[Job] Retype each entry. Leave every word as it is.

Data extracted from a collection:
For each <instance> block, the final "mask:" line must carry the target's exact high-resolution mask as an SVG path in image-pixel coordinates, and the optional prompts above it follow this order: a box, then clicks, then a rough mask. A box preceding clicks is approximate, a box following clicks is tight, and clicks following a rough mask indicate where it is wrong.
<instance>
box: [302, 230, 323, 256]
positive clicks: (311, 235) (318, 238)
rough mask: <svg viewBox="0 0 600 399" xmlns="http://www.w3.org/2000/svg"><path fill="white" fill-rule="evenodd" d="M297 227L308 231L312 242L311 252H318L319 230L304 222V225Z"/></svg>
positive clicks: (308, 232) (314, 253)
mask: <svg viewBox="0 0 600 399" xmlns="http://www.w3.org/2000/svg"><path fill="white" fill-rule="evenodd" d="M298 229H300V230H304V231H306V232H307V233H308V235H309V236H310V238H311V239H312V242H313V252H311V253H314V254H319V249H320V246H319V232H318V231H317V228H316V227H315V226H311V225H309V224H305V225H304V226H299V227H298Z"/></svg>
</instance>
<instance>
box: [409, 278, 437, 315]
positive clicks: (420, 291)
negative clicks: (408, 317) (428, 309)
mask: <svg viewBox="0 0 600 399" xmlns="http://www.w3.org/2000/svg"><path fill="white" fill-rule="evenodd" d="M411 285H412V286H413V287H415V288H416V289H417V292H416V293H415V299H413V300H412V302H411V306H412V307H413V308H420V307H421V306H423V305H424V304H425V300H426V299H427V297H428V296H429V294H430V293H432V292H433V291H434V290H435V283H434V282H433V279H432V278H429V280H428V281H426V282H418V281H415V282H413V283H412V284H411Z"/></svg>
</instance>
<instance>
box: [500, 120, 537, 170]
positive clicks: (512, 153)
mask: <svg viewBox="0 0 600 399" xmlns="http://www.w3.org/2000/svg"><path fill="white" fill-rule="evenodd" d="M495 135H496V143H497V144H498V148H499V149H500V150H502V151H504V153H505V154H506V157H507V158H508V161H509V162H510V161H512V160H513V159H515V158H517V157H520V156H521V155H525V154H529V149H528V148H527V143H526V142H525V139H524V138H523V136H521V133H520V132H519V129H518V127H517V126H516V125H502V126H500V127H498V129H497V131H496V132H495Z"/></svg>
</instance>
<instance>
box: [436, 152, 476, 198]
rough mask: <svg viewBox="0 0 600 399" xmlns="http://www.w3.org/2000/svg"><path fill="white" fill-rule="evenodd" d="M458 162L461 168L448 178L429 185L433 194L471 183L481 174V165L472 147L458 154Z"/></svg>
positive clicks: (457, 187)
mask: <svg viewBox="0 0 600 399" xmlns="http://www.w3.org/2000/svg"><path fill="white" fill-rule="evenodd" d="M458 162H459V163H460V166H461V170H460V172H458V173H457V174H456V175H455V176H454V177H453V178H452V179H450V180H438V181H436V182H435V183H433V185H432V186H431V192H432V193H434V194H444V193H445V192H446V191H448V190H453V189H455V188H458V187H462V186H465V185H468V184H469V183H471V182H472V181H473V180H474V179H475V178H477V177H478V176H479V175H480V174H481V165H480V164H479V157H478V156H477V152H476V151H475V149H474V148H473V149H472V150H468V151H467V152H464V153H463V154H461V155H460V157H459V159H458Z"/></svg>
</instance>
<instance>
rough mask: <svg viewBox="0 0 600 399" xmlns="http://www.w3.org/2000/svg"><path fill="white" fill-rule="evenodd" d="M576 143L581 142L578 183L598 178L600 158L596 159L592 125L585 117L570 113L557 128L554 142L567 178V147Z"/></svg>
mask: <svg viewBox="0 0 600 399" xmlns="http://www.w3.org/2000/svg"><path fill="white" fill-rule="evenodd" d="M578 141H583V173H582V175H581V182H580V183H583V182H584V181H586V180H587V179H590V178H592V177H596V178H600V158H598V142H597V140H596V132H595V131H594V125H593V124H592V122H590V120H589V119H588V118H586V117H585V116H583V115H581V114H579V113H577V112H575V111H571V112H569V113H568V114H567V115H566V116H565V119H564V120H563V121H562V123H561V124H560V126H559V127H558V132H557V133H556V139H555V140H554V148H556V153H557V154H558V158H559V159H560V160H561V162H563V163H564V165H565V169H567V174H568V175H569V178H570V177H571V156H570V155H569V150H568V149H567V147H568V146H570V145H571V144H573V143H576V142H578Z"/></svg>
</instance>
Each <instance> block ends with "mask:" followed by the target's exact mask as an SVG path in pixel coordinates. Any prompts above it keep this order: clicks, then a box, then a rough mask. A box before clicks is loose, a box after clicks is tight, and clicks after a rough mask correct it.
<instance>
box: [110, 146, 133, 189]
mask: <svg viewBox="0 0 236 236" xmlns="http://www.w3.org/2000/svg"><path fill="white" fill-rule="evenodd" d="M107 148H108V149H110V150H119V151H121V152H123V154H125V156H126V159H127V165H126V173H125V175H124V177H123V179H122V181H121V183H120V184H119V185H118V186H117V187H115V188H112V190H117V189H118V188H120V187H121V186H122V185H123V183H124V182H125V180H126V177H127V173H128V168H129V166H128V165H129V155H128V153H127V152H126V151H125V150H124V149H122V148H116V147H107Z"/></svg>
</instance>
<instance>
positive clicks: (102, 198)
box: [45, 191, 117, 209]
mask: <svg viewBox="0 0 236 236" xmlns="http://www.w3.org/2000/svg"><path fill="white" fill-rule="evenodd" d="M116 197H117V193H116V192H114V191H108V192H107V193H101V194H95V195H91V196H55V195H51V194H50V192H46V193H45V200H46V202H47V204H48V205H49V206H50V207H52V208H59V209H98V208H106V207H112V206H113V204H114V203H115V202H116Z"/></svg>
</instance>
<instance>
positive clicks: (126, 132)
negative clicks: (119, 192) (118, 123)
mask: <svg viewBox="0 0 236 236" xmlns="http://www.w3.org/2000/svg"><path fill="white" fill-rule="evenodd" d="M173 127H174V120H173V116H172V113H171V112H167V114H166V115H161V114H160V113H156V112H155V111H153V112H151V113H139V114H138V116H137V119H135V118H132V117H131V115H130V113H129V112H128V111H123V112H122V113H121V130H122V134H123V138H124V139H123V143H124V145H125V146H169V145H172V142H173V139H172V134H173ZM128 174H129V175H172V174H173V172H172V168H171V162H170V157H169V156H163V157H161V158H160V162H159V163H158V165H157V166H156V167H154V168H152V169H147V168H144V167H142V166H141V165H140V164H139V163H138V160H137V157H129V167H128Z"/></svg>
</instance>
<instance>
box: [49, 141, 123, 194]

[Answer box]
For each <instance> block, the final "mask:" line must carry the target's exact high-resolution mask as an SVG path in image-pixel coordinates, and the optional prompts above it follow this order: a box, then clicks, then a rough mask. A box preceding clicks is approximate, a box following clicks is tight, and clicks following a rough mask indicate where it is wrong.
<instance>
box: [302, 230, 323, 256]
positive clicks: (311, 235) (318, 238)
rough mask: <svg viewBox="0 0 600 399" xmlns="http://www.w3.org/2000/svg"><path fill="white" fill-rule="evenodd" d="M297 227L308 231L312 242L311 252H318L319 230L304 222V225Z"/></svg>
positive clicks: (308, 232) (314, 253)
mask: <svg viewBox="0 0 600 399" xmlns="http://www.w3.org/2000/svg"><path fill="white" fill-rule="evenodd" d="M298 229H300V230H304V231H306V232H307V233H308V235H309V236H310V238H311V239H312V242H313V252H311V253H314V254H319V249H320V246H319V232H318V231H317V228H316V227H315V226H311V225H309V224H305V225H304V226H299V227H298Z"/></svg>
</instance>
<instance>
box: [409, 278, 437, 315]
positive clicks: (420, 291)
negative clicks: (408, 317) (428, 309)
mask: <svg viewBox="0 0 600 399" xmlns="http://www.w3.org/2000/svg"><path fill="white" fill-rule="evenodd" d="M411 285H412V286H413V287H415V288H416V289H417V292H416V293H415V299H413V300H412V302H411V306H412V307H413V308H420V307H421V306H423V305H424V304H425V300H426V299H427V297H428V296H429V294H430V293H432V292H433V291H434V290H435V283H434V282H433V279H432V278H429V280H428V281H426V282H418V281H415V282H413V283H412V284H411Z"/></svg>
</instance>
<instance>
box: [500, 120, 537, 170]
positive clicks: (512, 153)
mask: <svg viewBox="0 0 600 399" xmlns="http://www.w3.org/2000/svg"><path fill="white" fill-rule="evenodd" d="M495 135H496V143H497V144H498V148H499V149H500V150H502V151H504V153H505V154H506V157H507V158H508V161H509V162H510V161H512V160H513V159H515V158H517V157H520V156H521V155H525V154H529V149H528V148H527V143H526V142H525V139H524V138H523V136H521V133H520V132H519V129H518V127H517V126H516V125H502V126H500V127H498V129H497V131H496V132H495Z"/></svg>
</instance>
<instance>
box: [436, 152, 476, 198]
rough mask: <svg viewBox="0 0 600 399" xmlns="http://www.w3.org/2000/svg"><path fill="white" fill-rule="evenodd" d="M458 162L461 168L448 178L429 185L433 194L471 183L481 174V165L472 147L458 154Z"/></svg>
positive clicks: (457, 187)
mask: <svg viewBox="0 0 600 399" xmlns="http://www.w3.org/2000/svg"><path fill="white" fill-rule="evenodd" d="M458 162H459V163H460V166H461V170H460V172H458V173H457V174H456V175H455V176H454V177H453V178H452V179H450V180H438V181H436V182H435V183H433V185H432V186H431V192H432V193H434V194H444V193H445V192H446V191H448V190H453V189H455V188H458V187H462V186H465V185H468V184H469V183H471V182H472V181H473V180H474V179H475V178H477V177H478V176H479V175H480V174H481V165H480V164H479V157H478V156H477V152H476V151H475V149H474V148H473V149H472V150H468V151H467V152H464V153H463V154H461V155H460V157H459V159H458Z"/></svg>
</instance>
<instance>
rough mask: <svg viewBox="0 0 600 399" xmlns="http://www.w3.org/2000/svg"><path fill="white" fill-rule="evenodd" d="M576 143L581 142L578 183L598 178L600 158L596 159L592 125L585 117L570 113L557 128L554 142L567 178V147Z"/></svg>
mask: <svg viewBox="0 0 600 399" xmlns="http://www.w3.org/2000/svg"><path fill="white" fill-rule="evenodd" d="M578 141H583V173H582V175H581V182H580V183H583V182H584V181H586V180H587V179H590V178H592V177H596V178H600V158H598V142H597V140H596V132H595V131H594V125H593V124H592V122H590V120H589V119H588V118H586V117H585V116H583V115H581V114H579V113H577V112H575V111H571V112H569V113H568V114H567V115H566V116H565V119H564V120H563V121H562V123H561V124H560V126H559V127H558V132H557V133H556V139H555V140H554V148H556V153H557V154H558V158H559V159H560V160H561V162H563V163H564V165H565V169H567V174H568V175H569V178H570V177H571V156H570V155H569V150H568V149H567V147H568V146H570V145H571V144H573V143H576V142H578Z"/></svg>
</instance>
Each <instance> block ends with "mask:" followed by the target's exact mask as an SVG path in pixel coordinates. Any prompts above it keep this order: clicks, then a box, then a rough mask. A box before clicks is loose, a box after clicks is tight, and clicks after a rough mask correct it.
<instance>
box: [110, 146, 133, 189]
mask: <svg viewBox="0 0 236 236" xmlns="http://www.w3.org/2000/svg"><path fill="white" fill-rule="evenodd" d="M107 148H108V149H110V150H119V151H121V152H123V154H125V156H126V159H127V165H126V173H125V175H124V177H123V179H122V181H121V183H120V184H119V185H118V186H117V187H115V188H112V190H117V189H118V188H120V187H121V186H122V185H123V183H124V182H125V180H126V177H127V173H128V168H129V166H128V165H129V155H128V153H127V152H126V151H125V150H124V149H122V148H116V147H107Z"/></svg>
</instance>
<instance>
positive clicks: (102, 198)
box: [45, 191, 117, 209]
mask: <svg viewBox="0 0 236 236" xmlns="http://www.w3.org/2000/svg"><path fill="white" fill-rule="evenodd" d="M116 197H117V193H116V192H114V191H108V192H107V193H101V194H95V195H91V196H55V195H51V194H50V192H46V193H45V200H46V202H47V204H48V205H49V206H50V207H52V208H59V209H98V208H106V207H112V206H113V204H114V203H115V202H116Z"/></svg>
</instance>
<instance>
positive clicks: (126, 132)
negative clicks: (119, 192) (118, 123)
mask: <svg viewBox="0 0 236 236" xmlns="http://www.w3.org/2000/svg"><path fill="white" fill-rule="evenodd" d="M173 127H174V120H173V116H172V113H171V112H167V114H166V115H161V114H160V113H156V112H155V111H153V112H151V113H139V114H138V116H137V119H135V118H132V117H131V115H130V113H129V112H128V111H123V112H122V113H121V130H122V134H123V138H124V139H123V143H124V145H125V146H169V145H172V142H173V139H172V134H173ZM128 174H129V175H172V174H173V172H172V168H171V162H170V157H169V156H163V157H161V158H160V162H159V163H158V165H157V166H156V167H154V168H152V169H147V168H144V167H142V166H141V165H140V164H139V163H138V160H137V157H129V167H128Z"/></svg>
</instance>
<instance>
box: [49, 141, 123, 194]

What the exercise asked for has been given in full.